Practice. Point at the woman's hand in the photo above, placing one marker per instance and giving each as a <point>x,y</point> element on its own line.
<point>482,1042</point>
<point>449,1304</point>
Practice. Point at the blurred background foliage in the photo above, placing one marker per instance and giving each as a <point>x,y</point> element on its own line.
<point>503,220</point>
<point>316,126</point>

* What to do *
Turn every line of the records above into a numbered list, leaving out any blank lines.

* Response *
1. Practice. Point at the woman's hand in the photo above, placing one marker per instance and giving each as a <point>x,y</point> element on its own line.
2. <point>482,1042</point>
3. <point>449,1304</point>
4. Practice. Point at the blurred background foliage in the photo above, placing one marker per instance and giving each as a <point>x,y</point> element on its own line.
5. <point>503,220</point>
6. <point>316,126</point>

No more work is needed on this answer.